GIVEN DATA:

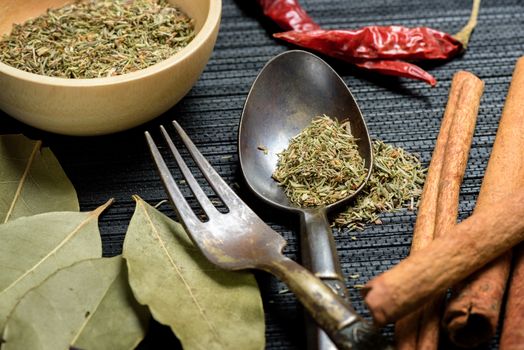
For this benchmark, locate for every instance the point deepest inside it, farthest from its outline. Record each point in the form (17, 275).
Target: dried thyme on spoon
(93, 39)
(321, 165)
(396, 182)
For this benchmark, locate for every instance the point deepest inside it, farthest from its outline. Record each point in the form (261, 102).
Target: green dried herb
(321, 164)
(396, 182)
(97, 38)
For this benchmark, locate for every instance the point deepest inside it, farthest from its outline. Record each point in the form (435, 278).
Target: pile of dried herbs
(396, 182)
(321, 165)
(96, 39)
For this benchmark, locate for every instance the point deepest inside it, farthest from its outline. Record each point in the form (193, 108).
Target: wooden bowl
(104, 105)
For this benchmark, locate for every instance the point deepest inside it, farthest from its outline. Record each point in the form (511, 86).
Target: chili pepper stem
(465, 33)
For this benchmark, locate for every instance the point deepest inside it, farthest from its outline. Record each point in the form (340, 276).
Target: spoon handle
(319, 255)
(333, 314)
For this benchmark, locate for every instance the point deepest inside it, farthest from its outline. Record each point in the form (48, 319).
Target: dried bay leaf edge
(33, 247)
(31, 180)
(206, 307)
(87, 305)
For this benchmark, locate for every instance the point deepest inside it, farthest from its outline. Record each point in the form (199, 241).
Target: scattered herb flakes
(321, 165)
(397, 180)
(322, 154)
(96, 39)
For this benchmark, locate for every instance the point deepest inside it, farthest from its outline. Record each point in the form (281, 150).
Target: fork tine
(182, 208)
(199, 194)
(221, 188)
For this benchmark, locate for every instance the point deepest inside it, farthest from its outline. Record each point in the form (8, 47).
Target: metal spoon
(292, 89)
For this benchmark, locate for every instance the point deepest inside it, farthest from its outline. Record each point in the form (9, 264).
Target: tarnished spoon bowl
(292, 89)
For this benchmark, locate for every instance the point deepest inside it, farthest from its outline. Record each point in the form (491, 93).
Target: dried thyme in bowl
(321, 165)
(396, 182)
(96, 39)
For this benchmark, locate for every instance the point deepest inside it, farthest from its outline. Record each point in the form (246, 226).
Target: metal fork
(239, 239)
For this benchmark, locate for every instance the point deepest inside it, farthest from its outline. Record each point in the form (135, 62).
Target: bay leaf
(31, 180)
(88, 305)
(33, 247)
(206, 307)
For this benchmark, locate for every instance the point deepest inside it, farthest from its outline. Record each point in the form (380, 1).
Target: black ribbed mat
(399, 111)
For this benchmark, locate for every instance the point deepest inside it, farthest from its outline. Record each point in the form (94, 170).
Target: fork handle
(333, 314)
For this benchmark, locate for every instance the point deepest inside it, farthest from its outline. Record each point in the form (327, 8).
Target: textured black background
(399, 111)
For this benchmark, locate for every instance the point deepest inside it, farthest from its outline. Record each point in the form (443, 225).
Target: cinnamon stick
(468, 246)
(512, 337)
(472, 315)
(407, 329)
(452, 174)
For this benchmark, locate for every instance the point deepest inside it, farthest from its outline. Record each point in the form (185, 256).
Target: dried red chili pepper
(374, 42)
(378, 48)
(398, 68)
(288, 14)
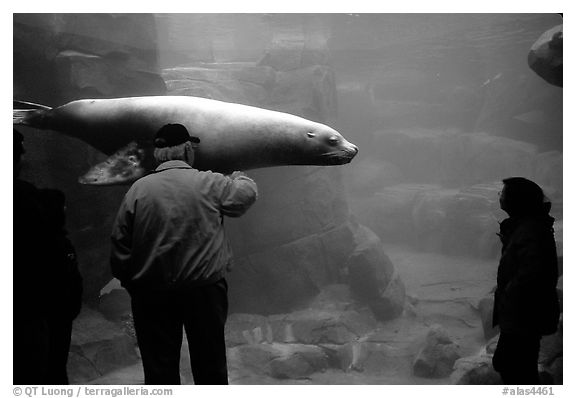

GIVEN PROBLEM:
Could you render all of the records above as a numbered list, skipping any blank lines and leaving the pictures out?

ANSWER TO THE EXERCISE:
1. For this benchmark, locate for every instance the point deepest inside it, farthest from its outline. Record each point in the form (17, 275).
2. Target: dried thyme on spoon
3. (93, 39)
4. (321, 165)
5. (396, 182)
6. For this benchmark, locate for every instance the point deepest inside it, farthest from its outline. Record each point in the form (261, 102).
7. Target: green dried herb
8. (321, 164)
9. (396, 182)
10. (97, 38)
11. For this benchmark, locate for every instance the point deepest inside it, farthest from its outline. Record each point in the form (435, 278).
12. Target: pile of dried herbs
13. (396, 182)
14. (321, 165)
15. (96, 39)
16. For this benchmark, locate for every instance the point deepest inside it, farthest from its outline. Record each point in the form (193, 108).
17. Target: wooden bowl
18. (104, 105)
19. For this benchmark, locate for every instance the point deepest inside it, farthest from its outline. Record each point in the form (511, 86).
20. Target: chili pepper stem
21. (465, 33)
22. For this benchmark, locate for every instance the point deepest inside it, farthest from its outline. Record each point in the form (340, 276).
23. Target: spoon handle
24. (319, 255)
25. (333, 314)
26. For this benchmark, locate for every instance the point deepest inside it, farthest from its outline. Record each point in the form (48, 319).
27. Target: dried bay leaf edge
28. (33, 247)
29. (31, 180)
30. (206, 307)
31. (87, 305)
32. For this benchmark, locate for every instance the point deepest inside it, farthest from its outline. Record each point in the form (199, 241).
33. Target: scattered herb flakes
34. (321, 165)
35. (397, 180)
36. (322, 154)
37. (96, 39)
38. For this benchmark, locate for every instance the point deepest inside it, farthest from its outline. Record each point in the form (281, 150).
39. Target: fork tine
40. (182, 208)
41. (199, 194)
42. (221, 188)
43. For this benchmark, locate for every instance the point deepest inside it, farthest from its outline. Record each point in the form (8, 47).
44. Target: metal spoon
45. (292, 89)
46. For this benchmark, locate for every instance the point deepest inside it, farthest from its outline. Record each point in the form (9, 264).
47. Target: tarnished spoon bowl
48. (292, 89)
49. For this benchmark, locate for every instance the point deepest inside it, farthest from its outline. Record each point in the form (491, 93).
50. Target: dried thyme in bowl
51. (321, 165)
52. (396, 182)
53. (96, 39)
54. For this benchmark, locate for every instance the point deepest inside it, farthest from its outline. Record each point in the form (246, 226).
55. Target: metal fork
56. (239, 239)
57. For this benchmark, locate for every instance the point deepest inside it, farthest from its outline. Record each point in the form (135, 62).
58. Target: bay leaf
59. (31, 180)
60. (88, 305)
61. (33, 247)
62. (206, 307)
63. For this benchmark, locate for every instance the point deepest inside it, farthest from its outline. Record each point in the form (380, 1).
64. Target: black ribbed mat
65. (399, 111)
66. For this benchmark, locate for every instance the point deepest inside it, farthest from its outline. Record each point in the form (94, 170).
67. Target: fork handle
68. (333, 314)
69. For this benchmark, locate for every instance the point deepest inside it, farthest from its outline. Record each point in the form (327, 8).
70. Target: textured black background
71. (399, 111)
72. For this benchmark, locate for every instance the point deepest inside it, farthest from its outline. Record each point in the form (443, 225).
73. Target: cinnamon stick
74. (468, 246)
75. (512, 337)
76. (472, 315)
77. (407, 329)
78. (452, 174)
79. For this benchmark, locate for every instance the point deepest inside it, farthest from its outline. Record each point in the form (185, 256).
80. Target: dried red chili pepper
81. (374, 42)
82. (378, 48)
83. (398, 68)
84. (288, 14)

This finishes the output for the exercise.